Work to be completed :: Give the data again exactly, from its opening line through the line in which "Target: soldier wearing green beret" appears.

Records for the task ::
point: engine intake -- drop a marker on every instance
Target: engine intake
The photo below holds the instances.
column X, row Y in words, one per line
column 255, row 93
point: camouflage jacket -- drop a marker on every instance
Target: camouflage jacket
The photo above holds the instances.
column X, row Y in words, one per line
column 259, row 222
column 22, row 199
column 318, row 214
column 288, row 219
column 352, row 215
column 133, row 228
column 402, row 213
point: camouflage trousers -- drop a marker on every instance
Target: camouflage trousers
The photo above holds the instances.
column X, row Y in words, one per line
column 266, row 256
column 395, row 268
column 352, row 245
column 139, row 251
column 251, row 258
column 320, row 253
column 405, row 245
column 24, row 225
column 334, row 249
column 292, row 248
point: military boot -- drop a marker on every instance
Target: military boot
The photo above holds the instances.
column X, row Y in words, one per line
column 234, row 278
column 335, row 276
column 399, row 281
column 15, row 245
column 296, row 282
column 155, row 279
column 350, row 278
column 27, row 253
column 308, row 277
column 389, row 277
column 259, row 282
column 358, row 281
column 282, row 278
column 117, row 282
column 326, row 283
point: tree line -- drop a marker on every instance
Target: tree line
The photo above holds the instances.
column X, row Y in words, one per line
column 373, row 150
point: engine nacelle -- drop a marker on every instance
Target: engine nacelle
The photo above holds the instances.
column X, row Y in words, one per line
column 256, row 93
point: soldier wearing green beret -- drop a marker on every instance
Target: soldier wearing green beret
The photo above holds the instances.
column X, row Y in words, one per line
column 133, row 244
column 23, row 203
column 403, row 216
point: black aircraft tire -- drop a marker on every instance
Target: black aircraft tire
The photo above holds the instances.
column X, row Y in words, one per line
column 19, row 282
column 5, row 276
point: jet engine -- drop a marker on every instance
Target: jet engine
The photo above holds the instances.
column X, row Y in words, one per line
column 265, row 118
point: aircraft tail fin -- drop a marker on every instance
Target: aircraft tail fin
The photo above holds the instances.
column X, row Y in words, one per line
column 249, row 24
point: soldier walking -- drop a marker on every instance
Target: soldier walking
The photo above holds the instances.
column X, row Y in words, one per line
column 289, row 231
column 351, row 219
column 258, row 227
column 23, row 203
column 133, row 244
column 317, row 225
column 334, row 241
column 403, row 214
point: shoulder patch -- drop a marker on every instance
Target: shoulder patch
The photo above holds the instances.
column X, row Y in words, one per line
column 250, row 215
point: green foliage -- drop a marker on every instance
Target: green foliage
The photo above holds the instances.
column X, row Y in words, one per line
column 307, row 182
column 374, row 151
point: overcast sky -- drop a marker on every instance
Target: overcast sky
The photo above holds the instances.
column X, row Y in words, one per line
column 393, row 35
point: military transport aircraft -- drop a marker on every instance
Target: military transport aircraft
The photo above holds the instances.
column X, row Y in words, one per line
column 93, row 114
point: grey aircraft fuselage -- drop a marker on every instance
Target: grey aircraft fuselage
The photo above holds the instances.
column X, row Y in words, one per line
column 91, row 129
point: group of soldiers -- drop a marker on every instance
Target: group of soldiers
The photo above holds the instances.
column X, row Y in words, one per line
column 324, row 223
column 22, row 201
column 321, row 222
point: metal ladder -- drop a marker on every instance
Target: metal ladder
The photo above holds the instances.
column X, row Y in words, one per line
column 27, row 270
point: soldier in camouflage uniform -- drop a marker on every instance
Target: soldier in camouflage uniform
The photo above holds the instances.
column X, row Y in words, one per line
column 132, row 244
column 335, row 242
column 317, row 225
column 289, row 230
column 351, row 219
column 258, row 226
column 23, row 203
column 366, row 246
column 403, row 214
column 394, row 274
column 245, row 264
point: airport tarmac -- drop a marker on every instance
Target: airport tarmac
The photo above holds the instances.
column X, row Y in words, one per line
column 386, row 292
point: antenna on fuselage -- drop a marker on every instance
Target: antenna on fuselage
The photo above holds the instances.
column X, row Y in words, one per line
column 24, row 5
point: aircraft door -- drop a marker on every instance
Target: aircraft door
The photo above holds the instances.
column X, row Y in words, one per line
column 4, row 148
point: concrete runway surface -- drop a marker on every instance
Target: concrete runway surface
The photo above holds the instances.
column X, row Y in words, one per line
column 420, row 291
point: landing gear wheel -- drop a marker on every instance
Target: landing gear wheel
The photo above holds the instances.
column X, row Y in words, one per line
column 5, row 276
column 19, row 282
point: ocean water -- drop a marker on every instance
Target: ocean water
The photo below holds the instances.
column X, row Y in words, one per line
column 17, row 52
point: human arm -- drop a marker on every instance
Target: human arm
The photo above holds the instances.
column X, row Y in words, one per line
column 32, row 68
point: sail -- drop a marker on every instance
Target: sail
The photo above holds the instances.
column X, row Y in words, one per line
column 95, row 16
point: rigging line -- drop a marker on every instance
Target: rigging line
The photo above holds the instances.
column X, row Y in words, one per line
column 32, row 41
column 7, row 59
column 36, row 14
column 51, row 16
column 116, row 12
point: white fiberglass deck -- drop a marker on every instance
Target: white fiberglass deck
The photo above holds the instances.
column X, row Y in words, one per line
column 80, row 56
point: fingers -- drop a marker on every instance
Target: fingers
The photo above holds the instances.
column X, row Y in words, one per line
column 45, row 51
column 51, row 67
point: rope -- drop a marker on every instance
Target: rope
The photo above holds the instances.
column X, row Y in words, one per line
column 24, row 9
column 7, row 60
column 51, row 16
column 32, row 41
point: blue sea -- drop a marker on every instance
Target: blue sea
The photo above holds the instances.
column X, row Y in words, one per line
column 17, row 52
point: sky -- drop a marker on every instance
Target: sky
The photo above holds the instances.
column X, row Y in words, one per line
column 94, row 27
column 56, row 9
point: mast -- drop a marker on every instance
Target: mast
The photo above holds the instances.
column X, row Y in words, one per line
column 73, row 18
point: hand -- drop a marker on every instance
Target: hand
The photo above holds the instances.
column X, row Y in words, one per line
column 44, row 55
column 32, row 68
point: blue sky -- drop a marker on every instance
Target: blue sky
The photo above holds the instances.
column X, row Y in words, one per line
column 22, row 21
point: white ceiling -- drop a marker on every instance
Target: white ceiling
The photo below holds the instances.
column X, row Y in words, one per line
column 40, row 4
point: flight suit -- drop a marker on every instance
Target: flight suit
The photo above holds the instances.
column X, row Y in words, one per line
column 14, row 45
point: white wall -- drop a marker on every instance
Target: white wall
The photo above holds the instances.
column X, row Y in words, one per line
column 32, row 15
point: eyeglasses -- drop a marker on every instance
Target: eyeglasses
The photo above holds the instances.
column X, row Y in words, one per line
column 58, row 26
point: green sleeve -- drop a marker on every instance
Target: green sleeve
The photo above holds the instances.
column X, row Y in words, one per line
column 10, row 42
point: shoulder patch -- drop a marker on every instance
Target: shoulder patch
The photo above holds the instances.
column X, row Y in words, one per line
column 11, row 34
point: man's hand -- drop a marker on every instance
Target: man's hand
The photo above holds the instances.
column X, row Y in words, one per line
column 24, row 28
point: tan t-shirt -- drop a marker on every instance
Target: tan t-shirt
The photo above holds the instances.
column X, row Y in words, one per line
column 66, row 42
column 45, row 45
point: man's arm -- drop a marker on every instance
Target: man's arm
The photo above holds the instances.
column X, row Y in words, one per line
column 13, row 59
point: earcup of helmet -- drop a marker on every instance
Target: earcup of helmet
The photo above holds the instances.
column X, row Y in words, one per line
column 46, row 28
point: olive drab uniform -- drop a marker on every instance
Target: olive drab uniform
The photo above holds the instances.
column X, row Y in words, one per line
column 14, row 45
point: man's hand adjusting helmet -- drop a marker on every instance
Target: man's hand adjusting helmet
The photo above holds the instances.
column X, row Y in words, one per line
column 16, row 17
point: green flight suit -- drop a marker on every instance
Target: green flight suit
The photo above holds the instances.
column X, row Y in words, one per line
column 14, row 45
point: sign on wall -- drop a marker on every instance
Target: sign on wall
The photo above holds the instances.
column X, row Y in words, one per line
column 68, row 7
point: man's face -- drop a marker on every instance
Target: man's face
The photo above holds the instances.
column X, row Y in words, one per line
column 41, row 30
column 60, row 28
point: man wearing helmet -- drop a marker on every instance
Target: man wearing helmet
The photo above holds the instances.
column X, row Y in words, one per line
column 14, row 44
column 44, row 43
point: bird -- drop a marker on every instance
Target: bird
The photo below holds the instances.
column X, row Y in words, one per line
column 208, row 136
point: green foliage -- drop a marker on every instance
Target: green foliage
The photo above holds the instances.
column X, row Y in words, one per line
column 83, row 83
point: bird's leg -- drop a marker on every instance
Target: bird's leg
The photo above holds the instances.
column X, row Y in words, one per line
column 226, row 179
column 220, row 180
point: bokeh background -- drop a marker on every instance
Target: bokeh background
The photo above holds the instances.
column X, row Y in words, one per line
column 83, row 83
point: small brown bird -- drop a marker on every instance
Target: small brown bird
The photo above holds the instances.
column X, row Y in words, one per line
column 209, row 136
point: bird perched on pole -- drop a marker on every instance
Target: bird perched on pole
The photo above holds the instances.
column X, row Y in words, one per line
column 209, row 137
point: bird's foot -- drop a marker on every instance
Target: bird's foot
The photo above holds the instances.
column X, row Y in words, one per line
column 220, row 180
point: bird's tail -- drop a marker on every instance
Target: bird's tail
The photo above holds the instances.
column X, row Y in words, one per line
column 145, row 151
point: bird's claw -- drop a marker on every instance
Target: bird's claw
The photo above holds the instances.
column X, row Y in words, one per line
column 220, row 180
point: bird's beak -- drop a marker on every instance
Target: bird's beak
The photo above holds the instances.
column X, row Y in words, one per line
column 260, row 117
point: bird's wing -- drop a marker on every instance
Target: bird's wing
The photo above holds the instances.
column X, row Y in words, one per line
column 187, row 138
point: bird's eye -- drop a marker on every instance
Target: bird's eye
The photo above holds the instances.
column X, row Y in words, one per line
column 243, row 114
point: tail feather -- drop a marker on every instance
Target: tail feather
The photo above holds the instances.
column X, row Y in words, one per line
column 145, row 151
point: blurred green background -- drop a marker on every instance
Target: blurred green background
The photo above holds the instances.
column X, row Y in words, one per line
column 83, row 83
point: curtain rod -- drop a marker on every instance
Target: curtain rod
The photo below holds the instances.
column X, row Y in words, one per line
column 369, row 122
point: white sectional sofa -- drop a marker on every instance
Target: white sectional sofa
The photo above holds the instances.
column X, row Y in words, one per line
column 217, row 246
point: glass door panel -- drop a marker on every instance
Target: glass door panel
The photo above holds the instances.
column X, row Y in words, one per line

Response for this exercise ::
point: engine intake -- drop a marker on every instance
Target: engine intake
The photo below holds the instances.
column X, row Y in words, one per line
column 255, row 93
point: camouflage jacket -- drop a marker on every instance
Target: camouflage jacket
The photo above holds the instances.
column X, row Y in words, one per line
column 259, row 222
column 22, row 199
column 318, row 214
column 288, row 219
column 352, row 215
column 133, row 228
column 402, row 213
point: camouflage trousers -- drop a marker on every instance
Target: camouflage trousers
The photo above holds the instances.
column X, row Y in words, one per line
column 266, row 256
column 395, row 268
column 352, row 245
column 139, row 251
column 251, row 258
column 320, row 253
column 405, row 245
column 24, row 225
column 334, row 249
column 292, row 248
point: military boot -- drop a marker on every instance
Target: military boot
The photo above holds the instances.
column X, row Y in words, one per line
column 234, row 278
column 335, row 276
column 399, row 281
column 15, row 245
column 296, row 282
column 155, row 279
column 350, row 278
column 27, row 253
column 308, row 277
column 389, row 277
column 259, row 282
column 358, row 281
column 282, row 278
column 117, row 282
column 326, row 283
point: tree line -- drop a marker on every instance
Target: tree line
The photo above holds the instances.
column X, row Y in words, one per line
column 373, row 150
point: engine nacelle -- drop a marker on every instance
Target: engine nacelle
The photo above holds the instances.
column X, row Y in words, one per line
column 256, row 93
point: soldier wearing green beret -- drop a marker on every instance
Target: soldier wearing green beret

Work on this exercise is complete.